#### Passage provided
◇ ◇ ◇ ◇ ◇ ◇ ◇

"The sea, once it casts its spell, holds one in
its net of wonder forever."—Jacques Cousteau

August 29, 2016

Aug. 27 - Stonington, ME

Devils Half Acre - Anchorage

"We must be willing to let go of the life we planned so as to have the life that is waiting for us." – Joseph Campbell
Today our anchorage was in an archipelago of islands called Merchant's Row. These 30-40 islands that lay between Deer Isla and Isla of Haut are unsurpassed for beauty anywhere in Maine. The islands are wooded and fringed in pink and white granite. The islands are close together and are a wonderful place to explore on a dinghy or kayak. At low tide there were sand beaches on all the islands surrounding our anchorage...a great place to enjoy a warm late August day.

Stonington is a working harbor, busy with lobstermen bringing in lobsters to sell to the coops. The town flourished in the late 19th century in the granite industry. Stonington granite built parts of Rockefeller Center, the Smithsonian Institution, Boston's Museum of Fine Arts and several NYC bridges. While exploring some of the islands we could see where huge granite blocks were cut from the shoreline. You can see hundreds of huge blocks of granite scattered like toy blocks on several of the islands. Only one quarry is still operational today.

Granite rubble left behind on one of the little islands in Merchant's Row
The quarry on Crotch Island 
We've stopped in Stonington before but never spent any time exploring the town. So this afternoon we took the dinghy to town, walked through the small village, visited a few shops and bought lobsters from the coop. The harbor is very busy with lobster boats scooting around everywhere. We enjoyed a wonderful evening in our quiet anchorage grilling lobster, gazing at the amazing scenery and watching a beautiful sunset.

A few of the boats we saw before we got to our anchorage in Hell's Half Acre
Low tide...six hours later this was a small harbor
Stonington water front
Lobster Coop where we bought our lobsters off a boat
Fresh Maine lobster...right from the boat
 ...to the grill

August 28, 2016

Aug. 26 - Swan's Island, ME

Opechee Island - Anchorage

“Life’s a beach and I’m just playing in the sand.” —Unknown
We could probably stay on Mount Desert all summer and find plenty to do, but that nomadic urge to keep moving pulls us away to the next new adventure. Our stop today was just 15 miles west in a little archipelago of islands north of Swan Island.

◇ ◇ ◇ ◇ ◇ ◇ ◇

#### Extracted data
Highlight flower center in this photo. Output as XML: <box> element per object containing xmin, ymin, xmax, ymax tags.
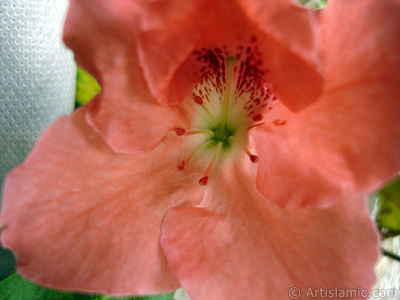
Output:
<box><xmin>176</xmin><ymin>43</ymin><xmax>276</xmax><ymax>185</ymax></box>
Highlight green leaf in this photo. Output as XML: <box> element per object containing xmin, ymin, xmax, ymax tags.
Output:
<box><xmin>376</xmin><ymin>178</ymin><xmax>400</xmax><ymax>235</ymax></box>
<box><xmin>75</xmin><ymin>67</ymin><xmax>101</xmax><ymax>106</ymax></box>
<box><xmin>0</xmin><ymin>272</ymin><xmax>174</xmax><ymax>300</ymax></box>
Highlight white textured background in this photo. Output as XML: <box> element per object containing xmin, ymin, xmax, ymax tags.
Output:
<box><xmin>0</xmin><ymin>0</ymin><xmax>76</xmax><ymax>278</ymax></box>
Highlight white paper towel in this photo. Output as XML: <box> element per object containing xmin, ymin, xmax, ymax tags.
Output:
<box><xmin>0</xmin><ymin>0</ymin><xmax>76</xmax><ymax>197</ymax></box>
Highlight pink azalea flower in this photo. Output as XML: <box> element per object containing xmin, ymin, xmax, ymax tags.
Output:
<box><xmin>0</xmin><ymin>0</ymin><xmax>400</xmax><ymax>300</ymax></box>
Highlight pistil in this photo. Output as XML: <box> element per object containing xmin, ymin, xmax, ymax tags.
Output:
<box><xmin>194</xmin><ymin>96</ymin><xmax>216</xmax><ymax>124</ymax></box>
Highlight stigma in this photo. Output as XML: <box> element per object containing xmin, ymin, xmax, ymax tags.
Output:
<box><xmin>175</xmin><ymin>43</ymin><xmax>276</xmax><ymax>186</ymax></box>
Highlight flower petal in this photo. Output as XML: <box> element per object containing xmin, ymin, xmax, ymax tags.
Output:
<box><xmin>140</xmin><ymin>0</ymin><xmax>322</xmax><ymax>110</ymax></box>
<box><xmin>253</xmin><ymin>1</ymin><xmax>400</xmax><ymax>207</ymax></box>
<box><xmin>0</xmin><ymin>108</ymin><xmax>203</xmax><ymax>295</ymax></box>
<box><xmin>239</xmin><ymin>0</ymin><xmax>323</xmax><ymax>111</ymax></box>
<box><xmin>64</xmin><ymin>0</ymin><xmax>181</xmax><ymax>153</ymax></box>
<box><xmin>161</xmin><ymin>161</ymin><xmax>379</xmax><ymax>300</ymax></box>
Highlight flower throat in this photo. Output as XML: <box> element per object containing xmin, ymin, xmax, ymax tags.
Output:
<box><xmin>175</xmin><ymin>47</ymin><xmax>276</xmax><ymax>186</ymax></box>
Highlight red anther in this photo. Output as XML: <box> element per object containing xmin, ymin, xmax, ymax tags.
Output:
<box><xmin>178</xmin><ymin>160</ymin><xmax>185</xmax><ymax>172</ymax></box>
<box><xmin>253</xmin><ymin>114</ymin><xmax>262</xmax><ymax>122</ymax></box>
<box><xmin>199</xmin><ymin>176</ymin><xmax>208</xmax><ymax>186</ymax></box>
<box><xmin>250</xmin><ymin>155</ymin><xmax>258</xmax><ymax>164</ymax></box>
<box><xmin>194</xmin><ymin>96</ymin><xmax>204</xmax><ymax>105</ymax></box>
<box><xmin>272</xmin><ymin>120</ymin><xmax>286</xmax><ymax>126</ymax></box>
<box><xmin>175</xmin><ymin>128</ymin><xmax>185</xmax><ymax>135</ymax></box>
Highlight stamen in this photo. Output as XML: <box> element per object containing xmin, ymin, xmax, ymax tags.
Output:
<box><xmin>246</xmin><ymin>122</ymin><xmax>265</xmax><ymax>130</ymax></box>
<box><xmin>221</xmin><ymin>56</ymin><xmax>236</xmax><ymax>127</ymax></box>
<box><xmin>253</xmin><ymin>114</ymin><xmax>263</xmax><ymax>122</ymax></box>
<box><xmin>194</xmin><ymin>96</ymin><xmax>217</xmax><ymax>124</ymax></box>
<box><xmin>185</xmin><ymin>129</ymin><xmax>214</xmax><ymax>135</ymax></box>
<box><xmin>229</xmin><ymin>135</ymin><xmax>258</xmax><ymax>163</ymax></box>
<box><xmin>178</xmin><ymin>160</ymin><xmax>185</xmax><ymax>172</ymax></box>
<box><xmin>199</xmin><ymin>141</ymin><xmax>223</xmax><ymax>185</ymax></box>
<box><xmin>175</xmin><ymin>128</ymin><xmax>185</xmax><ymax>135</ymax></box>
<box><xmin>175</xmin><ymin>128</ymin><xmax>214</xmax><ymax>135</ymax></box>
<box><xmin>186</xmin><ymin>140</ymin><xmax>211</xmax><ymax>167</ymax></box>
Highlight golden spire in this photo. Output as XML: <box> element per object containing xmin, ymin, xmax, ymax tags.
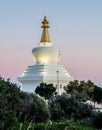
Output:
<box><xmin>40</xmin><ymin>16</ymin><xmax>50</xmax><ymax>42</ymax></box>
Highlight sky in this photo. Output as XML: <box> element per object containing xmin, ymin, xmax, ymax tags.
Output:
<box><xmin>0</xmin><ymin>0</ymin><xmax>102</xmax><ymax>86</ymax></box>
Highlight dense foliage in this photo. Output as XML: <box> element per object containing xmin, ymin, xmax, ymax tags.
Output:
<box><xmin>0</xmin><ymin>77</ymin><xmax>102</xmax><ymax>130</ymax></box>
<box><xmin>0</xmin><ymin>77</ymin><xmax>50</xmax><ymax>130</ymax></box>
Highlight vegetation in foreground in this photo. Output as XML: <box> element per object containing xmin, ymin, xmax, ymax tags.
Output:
<box><xmin>0</xmin><ymin>77</ymin><xmax>102</xmax><ymax>130</ymax></box>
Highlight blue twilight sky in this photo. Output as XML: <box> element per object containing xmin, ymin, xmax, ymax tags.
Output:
<box><xmin>0</xmin><ymin>0</ymin><xmax>102</xmax><ymax>86</ymax></box>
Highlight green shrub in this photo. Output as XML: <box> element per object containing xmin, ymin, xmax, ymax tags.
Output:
<box><xmin>92</xmin><ymin>112</ymin><xmax>102</xmax><ymax>129</ymax></box>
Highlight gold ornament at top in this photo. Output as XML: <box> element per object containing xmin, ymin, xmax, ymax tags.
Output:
<box><xmin>40</xmin><ymin>16</ymin><xmax>50</xmax><ymax>42</ymax></box>
<box><xmin>41</xmin><ymin>16</ymin><xmax>49</xmax><ymax>28</ymax></box>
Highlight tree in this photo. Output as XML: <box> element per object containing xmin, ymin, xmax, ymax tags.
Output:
<box><xmin>35</xmin><ymin>83</ymin><xmax>56</xmax><ymax>100</ymax></box>
<box><xmin>0</xmin><ymin>77</ymin><xmax>20</xmax><ymax>130</ymax></box>
<box><xmin>17</xmin><ymin>93</ymin><xmax>50</xmax><ymax>122</ymax></box>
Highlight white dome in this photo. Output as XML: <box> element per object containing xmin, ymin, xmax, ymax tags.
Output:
<box><xmin>32</xmin><ymin>46</ymin><xmax>60</xmax><ymax>64</ymax></box>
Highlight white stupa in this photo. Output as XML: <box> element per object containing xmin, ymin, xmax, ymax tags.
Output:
<box><xmin>17</xmin><ymin>17</ymin><xmax>73</xmax><ymax>94</ymax></box>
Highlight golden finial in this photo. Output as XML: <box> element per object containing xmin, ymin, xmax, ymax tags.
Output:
<box><xmin>41</xmin><ymin>16</ymin><xmax>49</xmax><ymax>28</ymax></box>
<box><xmin>40</xmin><ymin>16</ymin><xmax>50</xmax><ymax>42</ymax></box>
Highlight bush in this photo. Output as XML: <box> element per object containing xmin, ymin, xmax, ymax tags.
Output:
<box><xmin>92</xmin><ymin>112</ymin><xmax>102</xmax><ymax>129</ymax></box>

◇ ◇ ◇ ◇ ◇ ◇ ◇

#### What this exercise asks
(1) Using the Maine cruising journal, answer these questions:
(a) How many islands lie in the archipelago called Merchant's Row?
(b) How many quarries are still operating today?
(c) How far west was the stop made on the day the journal reached Swan's Island?
(2) Write the next part of the Maine cruising journal, starting after its final sentence.

#### Task answers
(1)
(a) 30 to 40 islands
(b) One
(c) 15 miles

(2)
We spent the day beach combing the shores of Opechee, Black and Sheep Islands. Here in Maine we're not looking for the normal beach items like sea glass, sponges and shells...although we have found some nice pieces of sea glass and a few large shells. Our prize is a little more unique to Maine...lobster buoys. We're a little limited on space so we can only keep the best ones and we found a lot of great buoys today. In fact we found so many wonderful buoys today we had to take some of the ones we found earlier back to the beach...it'll make someone's day to see the pile we left on Sheep Island.

Maine has over 5,900 licensed lobstermen, they work about 3 million lobster traps and more than 30,000 are lost every year and their distinctly colored buoys wash up on shore. Each boat has their own unique color for their buoys and the colors have to be displayed on their boat. These colorful buoys help the lobstermen locate their traps.
Thanks for reading our blog and spending part of your day with us. The Pearl is also on Facebook - stop by and say hi or follow us on Google+.

August 26, 2016

Aug. 25 – Northeast Harbor, ME

Northeast Harbor Mooring
Mount Desert Island

“Life is either a daring adventure or nothing at all.” —Helen Keller
We woke to another beautiful day here in Northeast Harbor, but high winds were predicted for later in the day...so we decided to spend one more day hiking the trails of Acadia National Park instead of moving on. There are so many wonderful trails and carriage roads in the park; we could spend weeks hiking all of them.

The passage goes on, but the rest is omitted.